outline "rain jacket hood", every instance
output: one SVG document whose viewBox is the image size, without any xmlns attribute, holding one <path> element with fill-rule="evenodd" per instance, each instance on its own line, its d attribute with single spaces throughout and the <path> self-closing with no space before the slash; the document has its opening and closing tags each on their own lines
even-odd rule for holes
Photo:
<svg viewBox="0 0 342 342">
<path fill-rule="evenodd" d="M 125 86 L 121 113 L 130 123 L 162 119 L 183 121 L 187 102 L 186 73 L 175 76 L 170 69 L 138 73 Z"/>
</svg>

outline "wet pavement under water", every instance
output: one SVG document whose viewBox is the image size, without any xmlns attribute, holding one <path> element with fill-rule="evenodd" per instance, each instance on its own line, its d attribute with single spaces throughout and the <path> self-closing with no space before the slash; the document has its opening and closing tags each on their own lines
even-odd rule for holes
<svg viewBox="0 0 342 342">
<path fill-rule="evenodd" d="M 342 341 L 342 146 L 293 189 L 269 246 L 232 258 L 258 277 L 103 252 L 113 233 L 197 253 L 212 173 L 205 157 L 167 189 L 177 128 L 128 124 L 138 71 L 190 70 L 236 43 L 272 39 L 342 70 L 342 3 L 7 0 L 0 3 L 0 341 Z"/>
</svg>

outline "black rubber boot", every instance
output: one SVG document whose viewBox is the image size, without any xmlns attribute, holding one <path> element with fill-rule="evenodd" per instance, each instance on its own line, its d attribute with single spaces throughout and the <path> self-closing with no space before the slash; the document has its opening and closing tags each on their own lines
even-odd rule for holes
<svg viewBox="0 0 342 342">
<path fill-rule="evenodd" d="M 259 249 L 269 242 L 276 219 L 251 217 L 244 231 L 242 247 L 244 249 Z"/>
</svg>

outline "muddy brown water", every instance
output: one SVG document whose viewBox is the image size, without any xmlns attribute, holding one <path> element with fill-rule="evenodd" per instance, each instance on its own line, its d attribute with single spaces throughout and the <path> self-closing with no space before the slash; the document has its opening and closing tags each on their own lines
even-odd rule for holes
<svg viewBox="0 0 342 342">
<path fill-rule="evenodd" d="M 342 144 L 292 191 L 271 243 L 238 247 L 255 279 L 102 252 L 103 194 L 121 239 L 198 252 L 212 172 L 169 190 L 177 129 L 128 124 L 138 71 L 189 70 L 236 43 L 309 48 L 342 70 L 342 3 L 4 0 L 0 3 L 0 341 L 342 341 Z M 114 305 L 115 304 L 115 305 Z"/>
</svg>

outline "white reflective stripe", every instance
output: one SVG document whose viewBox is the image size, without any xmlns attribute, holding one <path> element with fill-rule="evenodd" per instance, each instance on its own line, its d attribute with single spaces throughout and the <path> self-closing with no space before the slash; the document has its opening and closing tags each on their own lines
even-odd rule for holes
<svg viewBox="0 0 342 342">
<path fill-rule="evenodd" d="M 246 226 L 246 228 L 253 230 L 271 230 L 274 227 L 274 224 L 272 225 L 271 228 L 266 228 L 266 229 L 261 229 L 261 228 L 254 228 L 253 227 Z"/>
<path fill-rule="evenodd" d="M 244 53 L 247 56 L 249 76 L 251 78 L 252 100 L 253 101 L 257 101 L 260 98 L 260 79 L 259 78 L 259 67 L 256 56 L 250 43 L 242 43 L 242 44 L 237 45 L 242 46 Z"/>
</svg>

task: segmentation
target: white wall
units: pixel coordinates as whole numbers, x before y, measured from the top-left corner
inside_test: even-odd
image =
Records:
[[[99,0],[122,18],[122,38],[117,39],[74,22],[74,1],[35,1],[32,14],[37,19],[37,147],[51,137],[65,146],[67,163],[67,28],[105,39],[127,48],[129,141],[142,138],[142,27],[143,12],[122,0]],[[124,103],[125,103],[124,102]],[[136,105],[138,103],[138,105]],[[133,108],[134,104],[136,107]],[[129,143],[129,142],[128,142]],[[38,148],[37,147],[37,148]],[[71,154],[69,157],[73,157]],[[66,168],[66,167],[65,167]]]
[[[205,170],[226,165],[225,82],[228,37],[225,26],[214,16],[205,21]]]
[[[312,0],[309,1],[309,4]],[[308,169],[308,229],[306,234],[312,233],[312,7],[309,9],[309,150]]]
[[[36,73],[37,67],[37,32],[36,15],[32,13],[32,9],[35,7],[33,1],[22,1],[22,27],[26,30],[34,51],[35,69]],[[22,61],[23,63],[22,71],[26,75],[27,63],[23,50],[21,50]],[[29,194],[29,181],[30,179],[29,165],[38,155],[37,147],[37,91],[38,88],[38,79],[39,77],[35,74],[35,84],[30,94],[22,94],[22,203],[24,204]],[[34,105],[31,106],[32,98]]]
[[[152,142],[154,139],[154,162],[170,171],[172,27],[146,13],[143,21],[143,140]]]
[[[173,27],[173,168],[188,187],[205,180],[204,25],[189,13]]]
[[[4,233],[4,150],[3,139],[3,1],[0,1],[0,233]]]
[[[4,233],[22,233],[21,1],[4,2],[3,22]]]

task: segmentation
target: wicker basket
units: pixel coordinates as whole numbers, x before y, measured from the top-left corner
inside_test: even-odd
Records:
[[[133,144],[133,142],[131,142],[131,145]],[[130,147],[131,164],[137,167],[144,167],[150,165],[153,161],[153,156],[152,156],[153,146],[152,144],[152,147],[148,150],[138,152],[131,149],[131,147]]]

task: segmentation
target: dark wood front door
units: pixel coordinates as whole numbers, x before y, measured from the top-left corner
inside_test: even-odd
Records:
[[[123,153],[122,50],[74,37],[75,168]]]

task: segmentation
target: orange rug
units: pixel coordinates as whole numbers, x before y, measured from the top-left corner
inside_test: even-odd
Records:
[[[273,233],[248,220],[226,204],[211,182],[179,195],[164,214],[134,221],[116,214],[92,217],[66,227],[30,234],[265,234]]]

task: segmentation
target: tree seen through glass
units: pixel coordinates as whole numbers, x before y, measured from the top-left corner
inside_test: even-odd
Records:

Problem description: Which lines above contain the word "every"? Copy each of those lines in full.

Response to this exercise:
outline "rain jacket hood", every instance
outline "wet pavement under water", every instance
outline "black rubber boot", every instance
outline "muddy brown water", every instance
outline "white reflective stripe", every instance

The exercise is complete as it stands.